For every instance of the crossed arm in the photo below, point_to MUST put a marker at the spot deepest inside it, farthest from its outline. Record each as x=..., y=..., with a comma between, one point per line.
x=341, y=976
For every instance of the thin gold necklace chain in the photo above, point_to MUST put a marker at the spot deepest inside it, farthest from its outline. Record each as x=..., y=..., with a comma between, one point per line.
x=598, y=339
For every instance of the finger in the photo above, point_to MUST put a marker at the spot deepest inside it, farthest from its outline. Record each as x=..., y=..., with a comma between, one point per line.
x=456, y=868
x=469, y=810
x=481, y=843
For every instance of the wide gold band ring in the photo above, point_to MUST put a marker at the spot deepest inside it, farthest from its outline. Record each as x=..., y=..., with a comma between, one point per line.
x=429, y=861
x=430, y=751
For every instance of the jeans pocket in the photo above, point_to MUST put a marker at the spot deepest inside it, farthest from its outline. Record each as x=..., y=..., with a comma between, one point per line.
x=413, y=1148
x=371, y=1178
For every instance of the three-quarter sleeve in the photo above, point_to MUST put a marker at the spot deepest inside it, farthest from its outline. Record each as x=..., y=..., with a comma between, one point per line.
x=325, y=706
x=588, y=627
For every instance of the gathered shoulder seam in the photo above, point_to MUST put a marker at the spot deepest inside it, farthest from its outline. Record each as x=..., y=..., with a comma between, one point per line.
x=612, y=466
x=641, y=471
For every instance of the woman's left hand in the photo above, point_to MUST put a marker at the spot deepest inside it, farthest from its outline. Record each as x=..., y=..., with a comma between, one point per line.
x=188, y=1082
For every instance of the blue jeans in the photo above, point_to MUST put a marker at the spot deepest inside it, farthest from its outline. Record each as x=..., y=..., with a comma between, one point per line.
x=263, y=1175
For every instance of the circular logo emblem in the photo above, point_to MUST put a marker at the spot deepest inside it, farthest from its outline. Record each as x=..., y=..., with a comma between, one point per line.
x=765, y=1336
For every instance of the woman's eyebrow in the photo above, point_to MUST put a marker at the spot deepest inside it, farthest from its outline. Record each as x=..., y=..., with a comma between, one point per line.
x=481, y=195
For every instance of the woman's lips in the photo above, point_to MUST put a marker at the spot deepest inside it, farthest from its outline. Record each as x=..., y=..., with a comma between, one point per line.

--------

— THE EXERCISE —
Rewrite everything from the line containing "For every instance of the three-quarter" down to the line containing "x=481, y=195", both ends included. Keep the entries themselves unchanged, but shift every coordinate in the answers by -83.

— SOLUTION FOR THIS PROBLEM —
For every instance of the three-quarter sleeve in the photo above, point_to MUST put a marker at the spot deepest inside it, farthest from its outline. Record each as x=..., y=..., with a comma between, one point per line.
x=242, y=623
x=505, y=544
For every instance of the gathered shoulder seam in the photo above, point_to MUST put a marker at the spot deepest inside it, farthest from its outline. Record each as x=..., y=..., with a comma between, one point per line.
x=529, y=383
x=558, y=388
For every instance of the woman's left hand in the photo above, point_to MUST put a marker at the spot deepest inside it, farthest from its outline. Record each as x=..., y=..., with a comma between, one point per line.
x=105, y=999
For every instance of the blue jeans in the photo above, point_to MUST put a marker at the spot deepest inside it, farthest from its outline. Record each as x=..., y=..., with a comma between, one point per line.
x=180, y=1092
For every instance of the circular logo emblem in the photo above, point_to MUST put a marker at the spot deepest inside it, farthest from its outline. Record each as x=..., y=..., with a comma between, one point per line.
x=682, y=1253
For every instance of the woman's eyebrow in the photo above, point_to MUST put a marker at the spot deepest inside it, farthest from its outline. Record each as x=..., y=..., with a comma between, one point per line.
x=398, y=112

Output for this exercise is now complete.